#### EINGABEDATEN

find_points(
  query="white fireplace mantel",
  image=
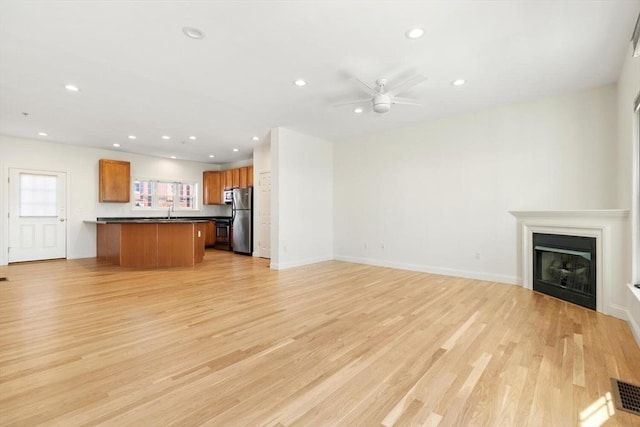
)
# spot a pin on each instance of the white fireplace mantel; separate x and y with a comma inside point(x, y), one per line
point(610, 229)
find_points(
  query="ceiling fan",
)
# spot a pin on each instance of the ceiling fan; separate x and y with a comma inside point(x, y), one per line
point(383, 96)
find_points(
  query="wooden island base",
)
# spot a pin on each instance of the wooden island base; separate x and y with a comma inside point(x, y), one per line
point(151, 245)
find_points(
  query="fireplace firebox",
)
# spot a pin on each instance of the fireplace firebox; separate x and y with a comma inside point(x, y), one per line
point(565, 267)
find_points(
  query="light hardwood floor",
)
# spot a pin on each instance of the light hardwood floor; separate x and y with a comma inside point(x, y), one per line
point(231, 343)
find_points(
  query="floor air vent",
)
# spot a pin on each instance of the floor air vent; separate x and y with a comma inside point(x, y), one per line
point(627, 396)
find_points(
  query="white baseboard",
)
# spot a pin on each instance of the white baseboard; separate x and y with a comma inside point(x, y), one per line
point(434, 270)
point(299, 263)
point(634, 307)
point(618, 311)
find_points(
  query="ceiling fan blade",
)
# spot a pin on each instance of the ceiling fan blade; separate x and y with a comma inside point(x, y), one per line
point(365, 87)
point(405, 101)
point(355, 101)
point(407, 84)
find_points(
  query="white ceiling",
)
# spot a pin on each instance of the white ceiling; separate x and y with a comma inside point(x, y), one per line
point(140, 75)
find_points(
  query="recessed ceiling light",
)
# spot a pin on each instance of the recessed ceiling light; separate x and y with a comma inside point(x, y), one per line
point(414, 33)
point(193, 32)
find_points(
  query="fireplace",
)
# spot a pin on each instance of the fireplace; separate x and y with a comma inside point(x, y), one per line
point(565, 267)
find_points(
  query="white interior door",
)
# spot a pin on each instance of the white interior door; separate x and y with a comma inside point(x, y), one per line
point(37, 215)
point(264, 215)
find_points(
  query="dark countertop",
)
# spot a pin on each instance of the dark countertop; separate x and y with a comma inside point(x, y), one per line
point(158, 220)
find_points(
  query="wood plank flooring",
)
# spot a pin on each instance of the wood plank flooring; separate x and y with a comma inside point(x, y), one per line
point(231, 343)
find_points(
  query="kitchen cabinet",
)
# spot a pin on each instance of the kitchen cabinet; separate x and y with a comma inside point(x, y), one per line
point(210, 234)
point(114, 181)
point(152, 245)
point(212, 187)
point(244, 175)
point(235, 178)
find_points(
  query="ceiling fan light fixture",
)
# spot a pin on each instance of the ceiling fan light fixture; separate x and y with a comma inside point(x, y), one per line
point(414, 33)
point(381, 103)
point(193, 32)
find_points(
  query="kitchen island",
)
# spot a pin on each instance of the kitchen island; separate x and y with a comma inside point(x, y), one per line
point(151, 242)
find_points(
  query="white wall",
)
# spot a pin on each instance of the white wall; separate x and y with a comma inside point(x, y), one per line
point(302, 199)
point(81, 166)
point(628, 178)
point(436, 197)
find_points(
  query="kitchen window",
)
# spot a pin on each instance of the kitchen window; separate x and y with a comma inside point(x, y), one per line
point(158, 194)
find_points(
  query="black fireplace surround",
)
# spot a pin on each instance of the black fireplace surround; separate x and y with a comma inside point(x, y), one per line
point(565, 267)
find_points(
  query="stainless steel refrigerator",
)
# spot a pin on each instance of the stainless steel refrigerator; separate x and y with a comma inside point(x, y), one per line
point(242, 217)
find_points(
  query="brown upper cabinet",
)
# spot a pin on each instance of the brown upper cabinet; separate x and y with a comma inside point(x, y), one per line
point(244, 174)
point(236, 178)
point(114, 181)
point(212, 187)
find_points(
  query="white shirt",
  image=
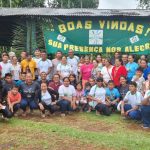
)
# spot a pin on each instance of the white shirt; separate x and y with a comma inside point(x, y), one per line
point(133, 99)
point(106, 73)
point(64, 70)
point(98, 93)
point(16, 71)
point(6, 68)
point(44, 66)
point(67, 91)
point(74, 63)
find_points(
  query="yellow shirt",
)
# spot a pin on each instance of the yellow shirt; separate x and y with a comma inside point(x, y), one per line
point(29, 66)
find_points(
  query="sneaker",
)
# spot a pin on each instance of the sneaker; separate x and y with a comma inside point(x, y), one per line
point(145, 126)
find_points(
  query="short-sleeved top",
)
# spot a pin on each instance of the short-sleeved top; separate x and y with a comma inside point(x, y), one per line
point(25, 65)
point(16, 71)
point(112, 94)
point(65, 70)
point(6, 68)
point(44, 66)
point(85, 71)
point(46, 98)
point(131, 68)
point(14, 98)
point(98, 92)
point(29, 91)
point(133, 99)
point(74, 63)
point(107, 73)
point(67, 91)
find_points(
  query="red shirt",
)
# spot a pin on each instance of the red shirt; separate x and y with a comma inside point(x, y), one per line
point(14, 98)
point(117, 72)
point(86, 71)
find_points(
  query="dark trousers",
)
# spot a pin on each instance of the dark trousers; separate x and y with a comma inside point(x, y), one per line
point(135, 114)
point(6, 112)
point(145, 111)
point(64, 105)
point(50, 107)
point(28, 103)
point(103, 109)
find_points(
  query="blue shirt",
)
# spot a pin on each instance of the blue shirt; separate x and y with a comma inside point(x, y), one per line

########

### AUFGABENSTELLUNG
Gib sämtliche Zeilen oben als JSON-Liste von Zeichenketten wieder, mit einer Zeichenkette pro Zeile und ohne Leerzeilen. Die Bilder gehören nicht in die Antwort.

### ANTWORT
[
  "find_points(",
  "  query=\"white fireplace mantel\",",
  "  image=",
  ")",
  "# spot a pin on each instance of the white fireplace mantel; separate x and y with a comma inside point(x, y), one per line",
  "point(610, 229)",
  "find_points(",
  "  query=\"ceiling fan\",",
  ")",
  "# spot a pin on each instance of the ceiling fan; separate x and y with a comma inside point(x, y), one per line",
  "point(383, 96)",
  "find_points(",
  "  query=\"wooden island base\",",
  ")",
  "# spot a pin on each instance of the wooden island base; separate x and y with a comma inside point(x, y), one per line",
  "point(151, 245)",
  "find_points(",
  "  query=\"fireplace firebox\",",
  ")",
  "# spot a pin on each instance of the fireplace firebox; separate x and y with a comma inside point(x, y), one per line",
  "point(565, 267)",
  "find_points(",
  "  query=\"light hardwood floor\",",
  ")",
  "# spot a pin on each instance of the light hardwood floor; separate x and y with a comma inside point(x, y), one per line",
  "point(231, 343)",
  "find_points(",
  "  query=\"floor air vent\",",
  ")",
  "# spot a pin on each instance of the floor air vent; separate x and y with a comma inside point(x, y), one per line",
  "point(627, 396)",
  "find_points(",
  "  query=\"white baseboard\",",
  ")",
  "# spot a pin on each instance of the white baseboard; separate x and y with a comma inside point(x, y), one per line",
  "point(434, 270)",
  "point(299, 263)",
  "point(634, 307)",
  "point(618, 311)",
  "find_points(",
  "  query=\"ceiling fan blade\",",
  ")",
  "# spot a pin on each instance of the ceiling fan blade; separate x and y with a comma inside point(x, y), one per line",
  "point(365, 87)",
  "point(405, 101)",
  "point(355, 101)",
  "point(407, 84)",
  "find_points(",
  "  query=\"white ceiling\",",
  ")",
  "# spot a pin on each instance of the white ceiling; separate x and y with a comma inside point(x, y), one per line",
  "point(140, 75)",
  "find_points(",
  "  query=\"recessed ceiling light\",",
  ")",
  "# spot a pin on each instance of the recessed ceiling light; separate x and y with a comma inside point(x, y), one per line",
  "point(414, 33)",
  "point(193, 32)",
  "find_points(",
  "  query=\"fireplace\",",
  ")",
  "# spot a pin on each instance of the fireplace; separate x and y with a comma inside point(x, y), one per line",
  "point(565, 267)",
  "find_points(",
  "  query=\"white interior door\",",
  ")",
  "# spot a pin on each instance of the white interior door; separate x and y with a comma inside point(x, y), one per line",
  "point(37, 215)",
  "point(264, 215)",
  "find_points(",
  "  query=\"dark countertop\",",
  ")",
  "# spot a pin on each instance of the dark countertop; separate x and y with a comma inside point(x, y), one per line",
  "point(158, 220)",
  "find_points(",
  "  query=\"wood plank flooring\",",
  ")",
  "# spot a pin on each instance of the wood plank flooring; separate x and y with a comma inside point(x, y), one per line",
  "point(231, 343)",
  "find_points(",
  "  query=\"kitchen cabinet\",",
  ")",
  "# spot a pin on each instance of the kitchen cabinet; separate x and y with a comma inside point(x, y), one per line",
  "point(210, 234)",
  "point(114, 181)",
  "point(152, 245)",
  "point(212, 187)",
  "point(244, 175)",
  "point(235, 178)",
  "find_points(",
  "  query=\"ceiling fan light fixture\",",
  ")",
  "# spot a pin on each instance of the ceiling fan light fixture; separate x and y with a comma inside point(x, y), one per line",
  "point(414, 33)",
  "point(381, 103)",
  "point(193, 32)",
  "find_points(",
  "  query=\"kitchen island\",",
  ")",
  "# spot a pin on each instance of the kitchen island; separate x and y with a comma inside point(x, y), one per line",
  "point(151, 242)",
  "find_points(",
  "  query=\"white wall\",",
  ")",
  "# spot a pin on each instance of the white wall; separate x and y with a comma inside point(x, y), one per line",
  "point(302, 199)",
  "point(81, 166)",
  "point(628, 178)",
  "point(436, 197)",
  "find_points(",
  "  query=\"kitchen window\",",
  ")",
  "# spot a pin on each instance of the kitchen window; separate x and y with a comma inside point(x, y), one per line",
  "point(158, 194)",
  "find_points(",
  "  query=\"black fireplace surround\",",
  ")",
  "# spot a pin on each instance of the black fireplace surround; separate x and y with a comma inside point(x, y), one per line",
  "point(565, 267)",
  "find_points(",
  "  query=\"stainless steel refrigerator\",",
  ")",
  "# spot a pin on each instance of the stainless steel refrigerator; separate x and y with a comma inside point(x, y), one per line",
  "point(242, 217)",
  "find_points(",
  "  query=\"brown upper cabinet\",",
  ")",
  "# spot a pin on each instance of the brown upper cabinet; separate x and y with a comma inside point(x, y), one per line",
  "point(244, 174)",
  "point(236, 178)",
  "point(114, 181)",
  "point(212, 187)",
  "find_points(",
  "  query=\"white shirt\",",
  "  image=",
  ")",
  "# spot a pin on each instance of the white shirt; separate x and y with a comma inside point(x, y), one per line",
  "point(133, 99)",
  "point(106, 73)",
  "point(64, 70)",
  "point(98, 93)",
  "point(16, 71)",
  "point(6, 68)",
  "point(44, 66)",
  "point(67, 91)",
  "point(74, 63)",
  "find_points(",
  "  query=\"yellow shirt\",",
  ")",
  "# spot a pin on each instance of the yellow shirt; separate x and y with a comma inside point(x, y), one per line",
  "point(29, 66)",
  "find_points(",
  "  query=\"sneaker\",",
  ")",
  "# spot a pin on each instance of the sneaker; separate x and y with a comma inside point(x, y), one per line",
  "point(145, 126)",
  "find_points(",
  "  query=\"short-sleeved top\",",
  ")",
  "# spot a pin on each instance of the short-sleeved top; separate x and y with a comma inside point(x, y), one per line",
  "point(25, 65)",
  "point(16, 71)",
  "point(112, 94)",
  "point(65, 70)",
  "point(6, 68)",
  "point(44, 66)",
  "point(85, 71)",
  "point(46, 98)",
  "point(131, 68)",
  "point(14, 98)",
  "point(98, 92)",
  "point(29, 91)",
  "point(133, 99)",
  "point(74, 63)",
  "point(107, 73)",
  "point(67, 91)",
  "find_points(",
  "  query=\"red shirt\",",
  ")",
  "# spot a pin on each instance of the red shirt; separate x and y with a comma inside point(x, y), one per line",
  "point(14, 98)",
  "point(117, 72)",
  "point(86, 71)",
  "find_points(",
  "  query=\"dark trousers\",",
  ")",
  "# spot a pin on each instance of the dark trousers; separate x and y with a comma inside point(x, y), one per line",
  "point(135, 114)",
  "point(6, 112)",
  "point(145, 111)",
  "point(64, 105)",
  "point(50, 107)",
  "point(28, 103)",
  "point(103, 109)",
  "find_points(",
  "  query=\"blue shirt\",",
  ")",
  "# spot a pin on each instance of the blue shirt; separate x and y with a comma inside point(x, y), one per line"
]